<<<<
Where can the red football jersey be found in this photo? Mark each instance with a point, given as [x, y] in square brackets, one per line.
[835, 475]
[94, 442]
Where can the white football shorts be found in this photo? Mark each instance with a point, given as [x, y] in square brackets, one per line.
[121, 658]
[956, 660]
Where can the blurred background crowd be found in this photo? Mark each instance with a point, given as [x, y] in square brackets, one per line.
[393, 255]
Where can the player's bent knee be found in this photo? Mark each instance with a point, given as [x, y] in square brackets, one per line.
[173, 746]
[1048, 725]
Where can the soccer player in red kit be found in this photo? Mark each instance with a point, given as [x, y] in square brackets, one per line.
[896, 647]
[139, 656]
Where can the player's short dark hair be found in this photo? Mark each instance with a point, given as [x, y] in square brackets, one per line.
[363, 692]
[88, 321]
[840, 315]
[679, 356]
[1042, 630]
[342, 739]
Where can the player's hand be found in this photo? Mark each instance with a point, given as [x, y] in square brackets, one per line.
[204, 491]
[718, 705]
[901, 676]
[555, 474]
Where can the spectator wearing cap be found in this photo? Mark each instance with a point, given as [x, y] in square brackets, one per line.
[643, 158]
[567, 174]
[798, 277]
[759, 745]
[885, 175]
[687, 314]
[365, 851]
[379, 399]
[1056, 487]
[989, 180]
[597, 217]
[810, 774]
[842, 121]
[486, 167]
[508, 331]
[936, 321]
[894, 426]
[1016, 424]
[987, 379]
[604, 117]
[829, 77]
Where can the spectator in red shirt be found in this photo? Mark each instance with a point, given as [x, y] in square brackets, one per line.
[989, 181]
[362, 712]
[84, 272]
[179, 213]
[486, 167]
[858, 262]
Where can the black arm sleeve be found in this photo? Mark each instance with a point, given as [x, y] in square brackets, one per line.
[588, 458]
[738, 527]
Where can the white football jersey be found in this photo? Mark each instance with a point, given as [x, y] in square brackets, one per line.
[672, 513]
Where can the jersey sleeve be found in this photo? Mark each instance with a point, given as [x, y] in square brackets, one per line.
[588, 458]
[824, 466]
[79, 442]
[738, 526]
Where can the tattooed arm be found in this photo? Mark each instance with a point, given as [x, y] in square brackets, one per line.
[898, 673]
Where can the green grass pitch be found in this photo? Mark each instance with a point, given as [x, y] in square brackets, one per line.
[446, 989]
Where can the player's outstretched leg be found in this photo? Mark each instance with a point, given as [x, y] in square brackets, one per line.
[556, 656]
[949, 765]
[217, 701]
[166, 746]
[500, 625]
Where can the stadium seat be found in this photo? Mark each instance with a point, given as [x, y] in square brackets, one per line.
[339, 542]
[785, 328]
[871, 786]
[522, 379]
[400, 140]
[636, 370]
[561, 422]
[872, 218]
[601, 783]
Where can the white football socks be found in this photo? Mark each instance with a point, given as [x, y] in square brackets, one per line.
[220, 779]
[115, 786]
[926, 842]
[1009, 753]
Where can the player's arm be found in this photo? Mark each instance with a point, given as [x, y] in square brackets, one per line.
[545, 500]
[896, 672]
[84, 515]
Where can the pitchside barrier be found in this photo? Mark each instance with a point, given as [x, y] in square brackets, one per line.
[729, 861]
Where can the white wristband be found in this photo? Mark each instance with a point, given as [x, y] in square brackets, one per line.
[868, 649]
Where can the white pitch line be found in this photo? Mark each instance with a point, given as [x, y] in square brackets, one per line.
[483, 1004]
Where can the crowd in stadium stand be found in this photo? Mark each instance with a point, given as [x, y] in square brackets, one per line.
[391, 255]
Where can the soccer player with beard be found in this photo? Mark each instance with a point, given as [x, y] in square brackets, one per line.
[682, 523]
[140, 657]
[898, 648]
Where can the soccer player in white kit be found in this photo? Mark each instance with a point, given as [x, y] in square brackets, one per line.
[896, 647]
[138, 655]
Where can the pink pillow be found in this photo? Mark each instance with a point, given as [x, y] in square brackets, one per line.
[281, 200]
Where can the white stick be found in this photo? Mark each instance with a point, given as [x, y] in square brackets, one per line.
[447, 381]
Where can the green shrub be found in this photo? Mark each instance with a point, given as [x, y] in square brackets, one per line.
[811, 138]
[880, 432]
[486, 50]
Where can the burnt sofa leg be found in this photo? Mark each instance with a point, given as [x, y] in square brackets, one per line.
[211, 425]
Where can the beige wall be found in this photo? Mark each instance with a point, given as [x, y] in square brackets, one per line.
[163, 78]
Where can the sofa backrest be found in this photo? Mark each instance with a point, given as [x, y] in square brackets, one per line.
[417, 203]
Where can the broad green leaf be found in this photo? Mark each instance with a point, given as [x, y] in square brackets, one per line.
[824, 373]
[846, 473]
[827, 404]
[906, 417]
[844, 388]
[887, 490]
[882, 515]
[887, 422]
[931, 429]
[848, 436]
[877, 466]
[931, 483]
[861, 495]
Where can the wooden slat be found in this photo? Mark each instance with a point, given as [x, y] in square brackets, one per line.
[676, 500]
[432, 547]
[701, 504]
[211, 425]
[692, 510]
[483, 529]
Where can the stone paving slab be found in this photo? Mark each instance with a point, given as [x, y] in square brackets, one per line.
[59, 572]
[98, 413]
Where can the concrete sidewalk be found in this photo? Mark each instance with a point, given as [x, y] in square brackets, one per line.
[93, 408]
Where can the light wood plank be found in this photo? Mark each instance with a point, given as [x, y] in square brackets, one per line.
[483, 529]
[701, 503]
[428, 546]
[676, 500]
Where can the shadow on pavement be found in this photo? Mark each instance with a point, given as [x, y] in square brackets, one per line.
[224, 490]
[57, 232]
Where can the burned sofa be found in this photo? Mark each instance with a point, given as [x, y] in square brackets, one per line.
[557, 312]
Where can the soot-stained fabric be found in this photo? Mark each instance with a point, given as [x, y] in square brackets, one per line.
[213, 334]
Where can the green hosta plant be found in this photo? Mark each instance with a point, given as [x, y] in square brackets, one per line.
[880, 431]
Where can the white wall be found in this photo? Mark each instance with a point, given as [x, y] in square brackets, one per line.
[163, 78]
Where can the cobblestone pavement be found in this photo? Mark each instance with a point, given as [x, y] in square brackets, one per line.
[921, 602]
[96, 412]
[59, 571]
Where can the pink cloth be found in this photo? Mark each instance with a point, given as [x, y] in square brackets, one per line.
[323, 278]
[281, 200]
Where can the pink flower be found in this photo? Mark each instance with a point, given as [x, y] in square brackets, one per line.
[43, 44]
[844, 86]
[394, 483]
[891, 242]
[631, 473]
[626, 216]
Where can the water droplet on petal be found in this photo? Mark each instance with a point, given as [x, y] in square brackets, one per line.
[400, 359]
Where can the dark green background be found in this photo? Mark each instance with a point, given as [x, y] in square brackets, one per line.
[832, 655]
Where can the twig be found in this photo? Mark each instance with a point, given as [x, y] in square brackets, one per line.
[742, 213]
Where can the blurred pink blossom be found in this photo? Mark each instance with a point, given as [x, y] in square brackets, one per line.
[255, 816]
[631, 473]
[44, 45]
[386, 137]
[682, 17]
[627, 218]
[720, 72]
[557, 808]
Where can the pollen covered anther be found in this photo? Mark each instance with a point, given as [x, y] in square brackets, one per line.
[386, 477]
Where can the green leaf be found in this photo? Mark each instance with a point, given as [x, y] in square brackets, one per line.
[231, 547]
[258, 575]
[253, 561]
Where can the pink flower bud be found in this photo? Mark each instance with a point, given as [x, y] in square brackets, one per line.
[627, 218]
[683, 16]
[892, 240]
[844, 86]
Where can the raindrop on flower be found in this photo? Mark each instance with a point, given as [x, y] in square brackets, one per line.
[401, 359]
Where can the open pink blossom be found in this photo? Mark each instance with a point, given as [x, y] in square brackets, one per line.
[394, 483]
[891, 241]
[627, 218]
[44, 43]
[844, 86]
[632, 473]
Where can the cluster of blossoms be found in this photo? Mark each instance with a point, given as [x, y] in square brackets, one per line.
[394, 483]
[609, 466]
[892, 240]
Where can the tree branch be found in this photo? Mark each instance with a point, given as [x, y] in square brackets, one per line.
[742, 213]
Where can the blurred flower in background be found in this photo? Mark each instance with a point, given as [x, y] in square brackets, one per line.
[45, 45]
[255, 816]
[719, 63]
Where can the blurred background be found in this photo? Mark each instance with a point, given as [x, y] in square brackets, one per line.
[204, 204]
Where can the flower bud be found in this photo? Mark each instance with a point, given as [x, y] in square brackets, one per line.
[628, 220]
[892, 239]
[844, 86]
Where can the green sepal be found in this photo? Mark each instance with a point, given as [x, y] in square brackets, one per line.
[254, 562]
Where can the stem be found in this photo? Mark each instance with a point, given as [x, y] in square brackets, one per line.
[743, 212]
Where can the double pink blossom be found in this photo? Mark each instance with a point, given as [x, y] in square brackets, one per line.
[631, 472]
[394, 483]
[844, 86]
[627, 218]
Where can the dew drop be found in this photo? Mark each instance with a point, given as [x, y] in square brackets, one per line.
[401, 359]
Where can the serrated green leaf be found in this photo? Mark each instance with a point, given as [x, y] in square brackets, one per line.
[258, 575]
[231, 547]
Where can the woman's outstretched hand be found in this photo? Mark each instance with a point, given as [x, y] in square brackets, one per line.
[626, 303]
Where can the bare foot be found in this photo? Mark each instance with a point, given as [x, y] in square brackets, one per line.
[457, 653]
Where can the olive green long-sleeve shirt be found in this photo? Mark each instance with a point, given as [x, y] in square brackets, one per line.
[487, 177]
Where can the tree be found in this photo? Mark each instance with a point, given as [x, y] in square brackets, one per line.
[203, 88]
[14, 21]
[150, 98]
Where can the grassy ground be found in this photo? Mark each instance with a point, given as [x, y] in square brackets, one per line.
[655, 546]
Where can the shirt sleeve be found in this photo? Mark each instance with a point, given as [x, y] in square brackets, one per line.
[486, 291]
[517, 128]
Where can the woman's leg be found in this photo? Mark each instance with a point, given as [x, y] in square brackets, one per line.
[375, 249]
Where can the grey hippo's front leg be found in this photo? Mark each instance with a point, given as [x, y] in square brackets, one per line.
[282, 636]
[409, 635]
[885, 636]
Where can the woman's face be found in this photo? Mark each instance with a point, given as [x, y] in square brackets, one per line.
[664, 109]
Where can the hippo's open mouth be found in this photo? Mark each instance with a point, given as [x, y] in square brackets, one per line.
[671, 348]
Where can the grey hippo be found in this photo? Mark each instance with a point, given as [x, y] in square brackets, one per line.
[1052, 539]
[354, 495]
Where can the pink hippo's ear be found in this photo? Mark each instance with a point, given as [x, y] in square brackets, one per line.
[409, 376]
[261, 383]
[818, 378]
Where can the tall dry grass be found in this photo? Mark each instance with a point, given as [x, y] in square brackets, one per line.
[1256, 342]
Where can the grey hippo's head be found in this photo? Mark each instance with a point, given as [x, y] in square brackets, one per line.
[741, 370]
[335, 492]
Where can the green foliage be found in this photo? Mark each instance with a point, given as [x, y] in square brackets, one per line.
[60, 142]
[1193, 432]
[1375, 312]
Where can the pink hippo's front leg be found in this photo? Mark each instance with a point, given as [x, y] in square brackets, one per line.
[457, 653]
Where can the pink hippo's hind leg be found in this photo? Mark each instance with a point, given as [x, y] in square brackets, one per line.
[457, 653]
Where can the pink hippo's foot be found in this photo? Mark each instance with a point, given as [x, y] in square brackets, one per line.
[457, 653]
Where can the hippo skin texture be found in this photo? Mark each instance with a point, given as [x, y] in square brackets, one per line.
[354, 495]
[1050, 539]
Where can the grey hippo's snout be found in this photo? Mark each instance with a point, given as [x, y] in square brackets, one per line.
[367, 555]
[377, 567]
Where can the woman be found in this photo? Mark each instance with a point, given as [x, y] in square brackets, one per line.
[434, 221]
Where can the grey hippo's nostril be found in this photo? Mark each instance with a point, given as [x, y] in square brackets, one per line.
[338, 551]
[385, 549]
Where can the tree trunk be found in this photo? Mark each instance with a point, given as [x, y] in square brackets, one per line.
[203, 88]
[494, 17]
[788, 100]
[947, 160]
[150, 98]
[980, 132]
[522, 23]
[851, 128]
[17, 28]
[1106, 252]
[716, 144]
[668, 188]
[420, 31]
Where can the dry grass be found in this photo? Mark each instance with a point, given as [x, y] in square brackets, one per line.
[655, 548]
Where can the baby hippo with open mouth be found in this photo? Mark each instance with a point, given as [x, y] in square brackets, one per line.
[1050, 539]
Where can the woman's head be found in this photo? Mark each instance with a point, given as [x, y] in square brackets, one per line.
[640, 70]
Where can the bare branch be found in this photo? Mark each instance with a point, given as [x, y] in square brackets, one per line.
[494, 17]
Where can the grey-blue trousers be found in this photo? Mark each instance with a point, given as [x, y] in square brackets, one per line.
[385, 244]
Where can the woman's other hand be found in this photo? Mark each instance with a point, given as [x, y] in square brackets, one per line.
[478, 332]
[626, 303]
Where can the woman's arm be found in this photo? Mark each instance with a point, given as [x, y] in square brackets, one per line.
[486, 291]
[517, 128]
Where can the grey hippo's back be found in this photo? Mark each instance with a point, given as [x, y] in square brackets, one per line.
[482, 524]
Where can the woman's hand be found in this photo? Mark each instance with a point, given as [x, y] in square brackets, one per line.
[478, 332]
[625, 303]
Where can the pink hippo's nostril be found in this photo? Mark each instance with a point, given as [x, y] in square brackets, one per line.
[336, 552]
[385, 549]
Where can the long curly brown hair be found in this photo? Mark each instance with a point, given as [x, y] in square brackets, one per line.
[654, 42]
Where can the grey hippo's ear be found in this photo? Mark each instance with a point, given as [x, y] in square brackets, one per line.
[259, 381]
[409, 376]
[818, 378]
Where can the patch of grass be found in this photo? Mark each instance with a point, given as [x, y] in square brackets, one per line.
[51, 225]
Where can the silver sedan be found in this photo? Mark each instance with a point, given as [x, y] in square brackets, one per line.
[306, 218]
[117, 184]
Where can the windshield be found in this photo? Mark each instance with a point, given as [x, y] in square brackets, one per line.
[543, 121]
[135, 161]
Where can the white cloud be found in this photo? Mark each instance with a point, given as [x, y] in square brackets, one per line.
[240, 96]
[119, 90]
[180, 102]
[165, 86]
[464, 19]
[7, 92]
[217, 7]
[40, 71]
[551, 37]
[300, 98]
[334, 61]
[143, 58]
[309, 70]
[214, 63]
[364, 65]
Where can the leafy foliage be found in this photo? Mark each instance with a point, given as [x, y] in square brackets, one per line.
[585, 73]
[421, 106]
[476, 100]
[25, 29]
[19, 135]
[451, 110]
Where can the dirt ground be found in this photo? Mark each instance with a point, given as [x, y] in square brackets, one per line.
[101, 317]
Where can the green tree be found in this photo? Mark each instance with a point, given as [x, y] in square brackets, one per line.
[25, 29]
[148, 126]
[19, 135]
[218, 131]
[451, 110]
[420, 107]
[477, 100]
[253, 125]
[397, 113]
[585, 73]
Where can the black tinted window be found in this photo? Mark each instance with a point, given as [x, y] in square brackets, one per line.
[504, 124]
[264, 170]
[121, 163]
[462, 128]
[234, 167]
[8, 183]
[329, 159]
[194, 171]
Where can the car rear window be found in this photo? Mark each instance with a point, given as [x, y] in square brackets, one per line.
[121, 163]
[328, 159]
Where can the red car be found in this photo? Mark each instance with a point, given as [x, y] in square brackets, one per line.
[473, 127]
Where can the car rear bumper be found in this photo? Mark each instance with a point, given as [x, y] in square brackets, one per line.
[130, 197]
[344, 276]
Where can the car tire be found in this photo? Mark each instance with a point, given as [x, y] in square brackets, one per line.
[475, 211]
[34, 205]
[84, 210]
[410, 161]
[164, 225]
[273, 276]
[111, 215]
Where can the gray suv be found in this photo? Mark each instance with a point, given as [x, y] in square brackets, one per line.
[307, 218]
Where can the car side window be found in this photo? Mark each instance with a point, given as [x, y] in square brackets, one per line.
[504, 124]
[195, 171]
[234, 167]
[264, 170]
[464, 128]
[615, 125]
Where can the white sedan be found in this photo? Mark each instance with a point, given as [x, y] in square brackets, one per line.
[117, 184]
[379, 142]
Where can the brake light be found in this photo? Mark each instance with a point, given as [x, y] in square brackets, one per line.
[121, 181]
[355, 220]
>>>>
* **PROBLEM TO SOLVE**: Every line from the one containing "Where can the car rear bumper" through the last line of the entries above must be output exactly. Leave the rest out.

* **ANSWER**:
Where can the car rear bumper be found in this photo? Mark each instance with a point, given as [x, y] in square brackets, one per line.
[130, 197]
[344, 276]
Where can the car tire be found in this photo? Mark each instance with a point, given as [x, y] in square brackets, one per line.
[475, 211]
[34, 205]
[84, 210]
[410, 161]
[164, 225]
[273, 276]
[111, 215]
Where can the gray suv be found in this photo? Mark each instance with a point, given as [x, y] in square brackets, one per line.
[307, 218]
Where can the car side window be found in this photo? Mark each instance with a point, given as [x, y] in square brackets, one per line.
[504, 124]
[195, 171]
[234, 167]
[264, 170]
[464, 128]
[615, 125]
Where can the white sedan be found in this photo? Mark each instance with a point, given as [x, y] in square brackets, one per line.
[117, 184]
[379, 142]
Where can the brake light be found in this photo? Mark each instance with a point, given as [x, y] in square brackets, one per line.
[121, 181]
[355, 220]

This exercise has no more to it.